What the task requires:
Go over the entries below line by line, copying each one that contains the word "small".
[[ Extracted information, beginning ]]
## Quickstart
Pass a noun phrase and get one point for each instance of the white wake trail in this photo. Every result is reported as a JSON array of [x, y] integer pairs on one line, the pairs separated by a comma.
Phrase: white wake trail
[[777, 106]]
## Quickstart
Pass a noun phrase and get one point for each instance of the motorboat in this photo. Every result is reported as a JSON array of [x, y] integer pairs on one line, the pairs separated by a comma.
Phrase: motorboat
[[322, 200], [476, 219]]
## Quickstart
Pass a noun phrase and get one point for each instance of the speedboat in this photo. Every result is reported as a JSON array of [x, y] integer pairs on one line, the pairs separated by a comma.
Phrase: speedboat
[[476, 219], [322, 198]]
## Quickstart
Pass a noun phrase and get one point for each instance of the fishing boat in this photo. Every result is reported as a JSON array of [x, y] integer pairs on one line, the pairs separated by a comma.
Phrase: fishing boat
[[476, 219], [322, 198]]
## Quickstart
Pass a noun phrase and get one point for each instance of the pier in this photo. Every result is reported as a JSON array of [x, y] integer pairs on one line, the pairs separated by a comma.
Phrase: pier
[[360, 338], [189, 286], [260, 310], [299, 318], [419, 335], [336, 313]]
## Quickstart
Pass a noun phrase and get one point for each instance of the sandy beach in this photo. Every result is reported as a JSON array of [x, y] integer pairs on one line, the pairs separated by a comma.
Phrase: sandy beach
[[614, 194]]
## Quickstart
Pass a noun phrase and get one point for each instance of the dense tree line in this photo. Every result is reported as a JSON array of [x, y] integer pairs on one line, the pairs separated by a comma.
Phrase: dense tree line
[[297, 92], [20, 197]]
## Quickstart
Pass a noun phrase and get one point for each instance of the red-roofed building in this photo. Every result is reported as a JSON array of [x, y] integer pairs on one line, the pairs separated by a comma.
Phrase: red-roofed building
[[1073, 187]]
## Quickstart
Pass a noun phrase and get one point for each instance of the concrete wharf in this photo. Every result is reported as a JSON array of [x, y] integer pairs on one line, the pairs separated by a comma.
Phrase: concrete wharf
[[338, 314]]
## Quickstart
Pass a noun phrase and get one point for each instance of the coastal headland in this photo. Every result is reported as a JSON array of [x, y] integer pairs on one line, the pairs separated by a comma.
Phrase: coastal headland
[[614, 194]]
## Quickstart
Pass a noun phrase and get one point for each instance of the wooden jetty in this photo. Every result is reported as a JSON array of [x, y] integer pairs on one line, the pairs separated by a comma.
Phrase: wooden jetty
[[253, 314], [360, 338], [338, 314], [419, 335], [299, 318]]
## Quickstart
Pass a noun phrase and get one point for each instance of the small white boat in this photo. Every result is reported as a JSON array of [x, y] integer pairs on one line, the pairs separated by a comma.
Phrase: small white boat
[[ Extracted information, end ]]
Solution:
Pass a noun phrase and get one point for each instance of the small white boat in this photo. Every result is reported as a JSON array of [x, y] integer pairs on one line, the pairs separated by a comma.
Phrase: small white boat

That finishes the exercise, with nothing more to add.